#### Input rows

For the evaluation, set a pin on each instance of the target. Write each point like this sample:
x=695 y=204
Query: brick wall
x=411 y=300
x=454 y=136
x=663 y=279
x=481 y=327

########

§ **The task**: Rewrite these lines with "brick wall" changed to "stone wall", keeping everything else as it is.

§ **Result of the task**:
For the evaluation, set a pin on each instance of the target. Write each point like this sample:
x=695 y=204
Query: stone wall
x=411 y=300
x=454 y=136
x=663 y=279
x=481 y=327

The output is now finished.